**ПИСЬМЕННОЕ ЗАДАНИЕ 1**
Как Гуссерль назвал свою новую феноменологическую доктрину, согласно фрагменту о Декарте и Гуссерле?
**ПИСЬМЕННОЕ ЗАДАНИЕ 2**
Перепишите часть фрагмента о Декарте и Гуссерле, начиная со слов «Гуссерль выдвигает на» и заканчивая словами «параллели к феноменологии.», заменив «феноменологическую доктрину» на «феноменологическую теорию».
**ПИСЬМЕННОЕ ЗАДАНИЕ 3**
Допишите следующую часть фрагмента о Декарте и Гуссерле.

**ФРАГМЕНТ ТЕКСТА**

○ ○ ○ ○ ○ ○ ○

Таким образом, критерии истины Декарт извлекает из субъективных переживаний очевидности, поскольку всякое положение, которое так же очевидно, как и само достоверность собственного мыслящего бытия, точно так же истинно: «истинно все то, что я воспринимаю весьма ясно и отчетливо»[4].

Открытие фундаментального основания истины повлияло на всю новоевропейскую философию, определив абсолютный примат субъекта для человека Нового времени, а также ориентацию субъекта на научно-теоретическое познание мира. «Только в Новое время разум стал по своему основному пафосу – разумом познания; логика – истиной гносеологии»[5].

Накануне XX в. возникает потребность в пересмотре и реконструкции того фундамента научного здания, который закладывался еще в XVII в. Постановка этой проблемы теперь связана с пониманием того, «что бытие мира и бытие субъекта не укладываются в рамки классической рациональности»[6]. В философии это оборачивается возвращением к «абсолютным основаниям» «классической рациональности» с целью переосмысления этих оснований и даже их решающего преобразования. Значительные усилия в этом направлении предпринял Э.Гуссерль, который полагал, что внутренние потенции картезианства исчерпаны далеко не полностью.

Гуссерль выдвигает на первый план своей философии, в качестве ее основания, аподиктическую сферу чистой субъективности и обращение к ней возводит в принцип философского метода, вновь провозгласив тем самым идеал гносеологической очевидности основанием для всей философской мысли и для всего научного знания. Несмотря на то, что только в 1931 г., в работе «Картезианские размышления» Гуссерль обращается к подробному анализу непосредственного влияния философии Декарта на его собственную новую феноменологическую доктрину и называет последнюю «нео-картезианством», уже содержание более ранних работ Гуссерля позволяет выбрать из всего философского наследия опыт мысли Р.Декарта в качестве исторической параллели к феноменологии.

○ ○ ○ ○ ○ ○ ○

**ПРЕДОСТАВЛЕННЫЙ МАТЕРИАЛ**
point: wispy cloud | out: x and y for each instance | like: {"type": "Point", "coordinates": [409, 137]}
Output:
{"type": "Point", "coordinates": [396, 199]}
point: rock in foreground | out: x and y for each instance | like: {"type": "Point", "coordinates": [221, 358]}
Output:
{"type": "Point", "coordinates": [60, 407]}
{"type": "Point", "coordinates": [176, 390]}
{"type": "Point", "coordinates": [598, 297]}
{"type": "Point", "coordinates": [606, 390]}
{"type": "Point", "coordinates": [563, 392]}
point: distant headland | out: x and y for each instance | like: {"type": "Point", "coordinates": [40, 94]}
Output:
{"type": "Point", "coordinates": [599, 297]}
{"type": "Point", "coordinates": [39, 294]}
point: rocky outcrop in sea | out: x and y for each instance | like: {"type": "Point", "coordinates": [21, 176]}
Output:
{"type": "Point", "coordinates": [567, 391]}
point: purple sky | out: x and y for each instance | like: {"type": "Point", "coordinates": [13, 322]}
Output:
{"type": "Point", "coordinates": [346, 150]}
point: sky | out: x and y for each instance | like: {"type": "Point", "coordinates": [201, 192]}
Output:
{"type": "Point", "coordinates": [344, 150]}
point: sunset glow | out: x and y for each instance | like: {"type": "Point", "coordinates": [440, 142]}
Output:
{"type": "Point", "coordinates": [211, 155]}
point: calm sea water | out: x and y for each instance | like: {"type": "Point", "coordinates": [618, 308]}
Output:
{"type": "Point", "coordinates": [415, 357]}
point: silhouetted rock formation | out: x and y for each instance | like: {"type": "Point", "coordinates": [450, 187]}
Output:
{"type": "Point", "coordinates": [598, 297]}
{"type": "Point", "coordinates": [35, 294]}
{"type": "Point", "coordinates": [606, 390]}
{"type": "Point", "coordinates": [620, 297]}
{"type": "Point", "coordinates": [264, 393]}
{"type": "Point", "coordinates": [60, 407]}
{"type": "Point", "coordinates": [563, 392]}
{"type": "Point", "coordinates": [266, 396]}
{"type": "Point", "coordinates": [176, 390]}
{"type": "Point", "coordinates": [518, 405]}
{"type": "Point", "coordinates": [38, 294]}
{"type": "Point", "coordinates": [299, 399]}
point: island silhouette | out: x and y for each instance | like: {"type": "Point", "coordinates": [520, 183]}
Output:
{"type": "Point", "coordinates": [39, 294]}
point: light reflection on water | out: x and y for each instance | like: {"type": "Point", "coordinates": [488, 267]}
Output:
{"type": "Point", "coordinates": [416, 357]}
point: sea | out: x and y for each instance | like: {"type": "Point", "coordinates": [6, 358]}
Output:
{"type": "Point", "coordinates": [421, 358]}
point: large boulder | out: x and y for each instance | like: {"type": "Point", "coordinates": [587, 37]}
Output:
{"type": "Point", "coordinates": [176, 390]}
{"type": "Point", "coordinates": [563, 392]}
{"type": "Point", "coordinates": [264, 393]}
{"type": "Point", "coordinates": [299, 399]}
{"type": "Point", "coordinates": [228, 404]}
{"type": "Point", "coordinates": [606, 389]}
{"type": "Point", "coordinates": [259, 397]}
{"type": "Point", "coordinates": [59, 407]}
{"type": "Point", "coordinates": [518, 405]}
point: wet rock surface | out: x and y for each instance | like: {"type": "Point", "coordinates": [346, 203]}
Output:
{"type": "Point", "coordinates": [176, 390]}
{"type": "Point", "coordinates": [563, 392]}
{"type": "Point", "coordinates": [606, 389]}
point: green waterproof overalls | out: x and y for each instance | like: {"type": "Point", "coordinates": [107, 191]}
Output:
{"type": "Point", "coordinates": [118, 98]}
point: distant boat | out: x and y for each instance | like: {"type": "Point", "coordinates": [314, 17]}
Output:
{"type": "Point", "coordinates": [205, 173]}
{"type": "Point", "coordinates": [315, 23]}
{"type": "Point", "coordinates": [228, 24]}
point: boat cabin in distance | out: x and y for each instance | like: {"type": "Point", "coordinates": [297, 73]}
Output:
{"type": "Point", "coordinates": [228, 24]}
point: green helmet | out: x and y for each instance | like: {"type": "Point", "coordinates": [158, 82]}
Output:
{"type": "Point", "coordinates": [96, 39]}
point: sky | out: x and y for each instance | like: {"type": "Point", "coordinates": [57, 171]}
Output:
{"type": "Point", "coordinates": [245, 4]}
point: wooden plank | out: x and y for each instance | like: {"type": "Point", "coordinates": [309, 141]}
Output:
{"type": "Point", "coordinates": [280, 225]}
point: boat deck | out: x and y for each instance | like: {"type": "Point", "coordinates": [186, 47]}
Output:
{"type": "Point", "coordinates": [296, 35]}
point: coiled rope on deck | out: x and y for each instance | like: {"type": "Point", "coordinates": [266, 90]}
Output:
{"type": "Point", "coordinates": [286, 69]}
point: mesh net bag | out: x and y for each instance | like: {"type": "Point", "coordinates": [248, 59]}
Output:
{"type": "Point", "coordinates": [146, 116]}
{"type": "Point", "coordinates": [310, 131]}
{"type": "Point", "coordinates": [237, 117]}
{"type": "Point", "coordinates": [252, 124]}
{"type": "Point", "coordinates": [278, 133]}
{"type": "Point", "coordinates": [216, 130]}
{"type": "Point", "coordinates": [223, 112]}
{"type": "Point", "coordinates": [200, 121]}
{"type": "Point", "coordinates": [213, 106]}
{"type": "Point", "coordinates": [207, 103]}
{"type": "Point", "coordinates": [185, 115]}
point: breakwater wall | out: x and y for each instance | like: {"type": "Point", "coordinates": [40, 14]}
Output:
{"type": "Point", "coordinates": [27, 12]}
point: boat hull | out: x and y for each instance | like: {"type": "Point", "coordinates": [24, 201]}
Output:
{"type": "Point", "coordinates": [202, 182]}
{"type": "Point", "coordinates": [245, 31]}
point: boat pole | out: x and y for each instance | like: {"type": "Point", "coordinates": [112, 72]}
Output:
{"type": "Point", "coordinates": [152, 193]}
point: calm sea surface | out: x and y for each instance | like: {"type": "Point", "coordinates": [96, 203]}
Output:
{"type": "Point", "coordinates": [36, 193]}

○ ○ ○ ○ ○ ○ ○

**РЕЗУЛЬТАТ ЗАДАНИЯ 1**
Гуссерль назвал её «нео-картезианством».

**РЕЗУЛЬТАТ ЗАДАНИЯ 2**
Гуссерль выдвигает на первый план своей философии, в качестве ее основания, аподиктическую сферу чистой субъективности и обращение к ней возводит в принцип философского метода, вновь провозгласив тем самым идеал гносеологической очевидности основанием для всей философской мысли и для всего научного знания. Несмотря на то, что только в 1931 г., в работе «Картезианские размышления» Гуссерль обращается к подробному анализу непосредственного влияния философии Декарта на его собственную новую феноменологическую теорию и называет последнюю «нео-картезианством», уже содержание более ранних работ Гуссерля позволяет выбрать из всего философского наследия опыт мысли Р.Декарта в качестве исторической параллели к феноменологии.

**РЕЗУЛЬТАТ ЗАДАНИЯ 3**
Развитие строгой или «чистой» феноменологии как науки о сущностных структурах сознания посредством коррелятивного изучения интенциональных актов (noesis) и их объективных референтов (noema) должно быть, согласно Гуссерлю, направлено на систематическое прояснение феноменов всей области фактического, которая служит исследовательским материалом для эмпирических наук, и, следовательно, на прояснение всех их научных интерпретаций. Таким образом, главный мотив феноменологии – это поиск научной строгости, закономерно приводящие к абсолютно радикальной философии.

Несомненно совпадение мотивов, руководящих Гуссерлем в его поисках беспредпосылочной науки и Декартом в его построениях «универсальной математики». Как Декарта, так и Гуссерля не удовлетворяет состояние современной философии. И первый, и второй находят философию недостаточно строгой и радикальной. Оба отвергают любую историческую форму философии и требуют нового, радикального и совершенно индивидуального для нее начала. Под этим началом, обладающим характеристиками беспредпосылочности и самоочевидности, Декарт понимает сферу врожденных идей cogito, а Гуссерль, принимая кантовскую терминологию, – сферу трансцендентальной субъективности, конституирующей априорные сущности. Стремление к радикализации философии и для Декарта, и для Гуссерля в первую очередь связано с попыткой обосновать единство всех наук в cogito, которое для Декарта становится точкой отсчета последующих дедуктивно выведенных истинных суждений, а для Гуссерля – единственной областью феноменологического анализа. Таким образом, проблема построения науки на абсолютных и беспредпосылочных основаниях выступает в качестве первой и главной задачи, которую оба философа ставят перед собой в начале своего философского пути.

По мере того, как феноменология Гуссерля движется от дескриптивной психологии к трансцендентальной науке, она все более соприкасается с философским наследием Декарта. Идентичность принципиальных идей в доктринах Декарта и Гуссерля распространяется на проблемы философского метода.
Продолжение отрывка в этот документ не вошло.